Named object pointing entries:
::::::::::

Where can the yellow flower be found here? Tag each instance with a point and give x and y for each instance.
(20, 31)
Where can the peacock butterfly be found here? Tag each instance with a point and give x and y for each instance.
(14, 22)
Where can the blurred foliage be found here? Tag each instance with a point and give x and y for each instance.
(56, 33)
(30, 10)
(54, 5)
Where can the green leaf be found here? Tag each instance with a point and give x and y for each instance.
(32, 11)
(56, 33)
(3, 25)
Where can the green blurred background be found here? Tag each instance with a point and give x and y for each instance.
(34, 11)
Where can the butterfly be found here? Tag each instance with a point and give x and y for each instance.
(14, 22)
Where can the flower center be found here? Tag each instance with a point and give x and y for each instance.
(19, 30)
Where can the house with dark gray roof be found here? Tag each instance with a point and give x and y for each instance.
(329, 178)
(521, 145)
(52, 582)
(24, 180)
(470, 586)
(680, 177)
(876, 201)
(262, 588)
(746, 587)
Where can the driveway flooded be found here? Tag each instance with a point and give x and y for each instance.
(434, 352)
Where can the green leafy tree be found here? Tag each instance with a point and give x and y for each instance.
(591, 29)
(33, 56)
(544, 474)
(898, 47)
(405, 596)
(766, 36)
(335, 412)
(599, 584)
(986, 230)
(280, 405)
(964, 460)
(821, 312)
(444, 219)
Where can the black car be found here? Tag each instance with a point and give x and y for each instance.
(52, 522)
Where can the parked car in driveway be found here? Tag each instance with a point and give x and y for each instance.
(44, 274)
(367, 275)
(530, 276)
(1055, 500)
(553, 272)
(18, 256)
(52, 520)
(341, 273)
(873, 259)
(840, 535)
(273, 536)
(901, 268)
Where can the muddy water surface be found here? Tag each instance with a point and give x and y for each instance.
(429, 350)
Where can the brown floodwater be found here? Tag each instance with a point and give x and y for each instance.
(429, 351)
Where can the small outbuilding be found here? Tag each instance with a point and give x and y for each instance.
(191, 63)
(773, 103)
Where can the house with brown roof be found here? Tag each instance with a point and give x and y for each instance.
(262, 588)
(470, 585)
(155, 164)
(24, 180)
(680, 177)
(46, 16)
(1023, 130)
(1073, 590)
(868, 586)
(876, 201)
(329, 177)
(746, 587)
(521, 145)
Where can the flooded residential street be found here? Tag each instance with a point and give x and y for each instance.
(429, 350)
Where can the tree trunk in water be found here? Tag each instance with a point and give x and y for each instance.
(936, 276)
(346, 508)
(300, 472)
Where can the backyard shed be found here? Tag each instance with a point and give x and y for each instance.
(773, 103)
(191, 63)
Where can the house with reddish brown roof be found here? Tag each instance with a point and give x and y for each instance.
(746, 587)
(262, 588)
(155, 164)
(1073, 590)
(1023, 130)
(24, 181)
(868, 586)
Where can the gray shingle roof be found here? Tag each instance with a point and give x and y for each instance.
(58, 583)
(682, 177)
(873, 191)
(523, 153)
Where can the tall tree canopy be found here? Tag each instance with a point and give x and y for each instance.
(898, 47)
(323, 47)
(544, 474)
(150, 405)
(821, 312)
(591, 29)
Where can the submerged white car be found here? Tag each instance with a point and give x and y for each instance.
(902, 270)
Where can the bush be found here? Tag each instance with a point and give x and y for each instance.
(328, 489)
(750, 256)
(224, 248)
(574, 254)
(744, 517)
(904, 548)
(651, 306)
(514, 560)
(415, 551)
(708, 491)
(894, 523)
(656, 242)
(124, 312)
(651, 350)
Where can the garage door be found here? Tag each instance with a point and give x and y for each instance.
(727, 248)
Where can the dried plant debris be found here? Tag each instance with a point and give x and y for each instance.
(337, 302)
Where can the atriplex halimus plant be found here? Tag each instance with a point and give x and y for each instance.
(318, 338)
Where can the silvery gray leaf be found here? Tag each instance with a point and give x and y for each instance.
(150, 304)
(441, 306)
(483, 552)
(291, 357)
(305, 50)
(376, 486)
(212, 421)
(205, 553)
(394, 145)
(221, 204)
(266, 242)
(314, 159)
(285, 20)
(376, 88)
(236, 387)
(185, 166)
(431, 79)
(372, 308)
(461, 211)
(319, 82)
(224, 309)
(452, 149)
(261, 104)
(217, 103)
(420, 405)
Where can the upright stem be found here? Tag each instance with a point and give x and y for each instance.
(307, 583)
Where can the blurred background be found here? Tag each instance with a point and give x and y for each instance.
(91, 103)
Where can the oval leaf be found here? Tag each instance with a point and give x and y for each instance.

::::::::::

◆ TASK
In this exercise, repeat all entries exactly.

◆ THE RESPONSE
Where can the yellow flower be found here? Tag each instance with a point and give x and y for each instance.
(20, 31)
Where can the peacock butterfly be found here? Tag each instance with a point and give x and y for each instance.
(14, 22)
Where can the blurred foliage be found here? Tag each instance with a point and give x and y for each instance.
(56, 33)
(30, 10)
(54, 5)
Where can the green leaf be found here? Tag each instance with a point and give x and y for each instance.
(32, 11)
(56, 33)
(3, 25)
Where can the green blurred background be found here? Tag each instance with a point and give x and y for each instance.
(34, 11)
Where can the butterfly be found here? Tag each instance with a point and give x and y for each instance.
(14, 22)
Where can the flower center be found here? Tag each instance with a point and give x and y for each instance.
(19, 30)
Where can the house with dark gray roof be found here? Tag each instance with a point and give x and y for each instance.
(329, 178)
(521, 145)
(52, 582)
(24, 180)
(470, 586)
(680, 177)
(876, 201)
(262, 588)
(746, 587)
Where can the driveway flooded be found here? Tag each instance with a point and give x and y for each instance.
(434, 352)
Where can the green leafy tree be found here? Tag each instance with a point and give x and y for each instance.
(591, 29)
(33, 56)
(544, 474)
(898, 47)
(405, 596)
(766, 36)
(335, 412)
(599, 584)
(986, 230)
(280, 405)
(964, 460)
(821, 312)
(444, 219)
Where can the black car be found here? Tag each instance with a point and give x and y for each instance.
(52, 522)
Where can the parked car in driveway be found here? Tag each instance with a point and give x and y for each instance.
(44, 274)
(367, 275)
(530, 276)
(1055, 500)
(553, 272)
(18, 256)
(52, 520)
(341, 273)
(873, 259)
(840, 535)
(273, 536)
(901, 268)
Where can the muddy water surface be found here? Tag each instance with a point and give x and y for each instance.
(429, 350)
Where can the brown floodwater be found here? Tag each instance with a point and give x and y for each instance.
(429, 351)
Where can the small outbuilding be found here? Tag each instance with a point and give x and y for each instance.
(191, 63)
(773, 103)
Where can the house with brown roof be found here? Tag each instance with a point and give x and y for each instance.
(262, 588)
(470, 585)
(155, 164)
(24, 180)
(680, 177)
(46, 16)
(1023, 130)
(1073, 590)
(868, 586)
(876, 201)
(329, 177)
(746, 587)
(521, 145)
Where can the flooded residential street be found here? Tag each instance with a point and give x and y for each instance.
(429, 350)
Where can the tree trunk in water be found here? Tag each instance with a point and give x and y for each instance.
(936, 276)
(346, 508)
(300, 472)
Where can the backyard shed be found here? Tag each instance with a point and give x and y for each instance.
(773, 103)
(191, 63)
Where can the house with reddish brown roof be found here? Tag each instance with a point and give x and y for each instance.
(746, 587)
(262, 588)
(155, 164)
(1073, 590)
(1023, 130)
(24, 181)
(868, 586)
Where can the gray shingle roof be found here? Tag each instance with a point and give x and y for each instance.
(58, 583)
(682, 177)
(873, 191)
(523, 153)
Where can the tall tree canopy be found here? Tag each instance with a point and give x and y for each instance.
(898, 47)
(323, 47)
(544, 474)
(150, 405)
(821, 312)
(591, 29)
Where can the submerged white car be found here? Tag each instance with a point and give x and y for each instance.
(902, 270)
Where can the bush be found here? Tag each instance with a point and give x and y for each instance.
(328, 489)
(750, 256)
(224, 248)
(574, 254)
(744, 517)
(904, 548)
(651, 306)
(514, 560)
(415, 551)
(708, 491)
(894, 523)
(656, 242)
(124, 312)
(651, 350)
Where can the garage door be found here? Tag each instance with a point and give x and y for each instance.
(727, 248)
Where can the dried plant debris be found here? Tag each instance with a point and give x and y for each instance.
(337, 302)
Where can the atriplex halimus plant be found here? Tag each instance with a point and give x and y for each instance.
(318, 338)
Where can the silvery gray leaf be found here? Tag each instance with a point and give x and y for each instance.
(150, 304)
(441, 306)
(483, 552)
(291, 357)
(305, 50)
(376, 486)
(212, 421)
(205, 553)
(394, 145)
(221, 204)
(266, 242)
(314, 159)
(285, 20)
(376, 88)
(236, 387)
(185, 166)
(431, 79)
(372, 308)
(461, 211)
(319, 82)
(224, 309)
(452, 149)
(261, 104)
(217, 103)
(420, 405)
Where can the upright stem be found here? Tag each instance with a point and give x and y for each instance.
(307, 583)
Where can the blurred background be found here? Tag each instance with a point and give x and y for each instance.
(91, 103)
Where can the oval leaf be found here? Tag each instance with a point and give x and y for each instance.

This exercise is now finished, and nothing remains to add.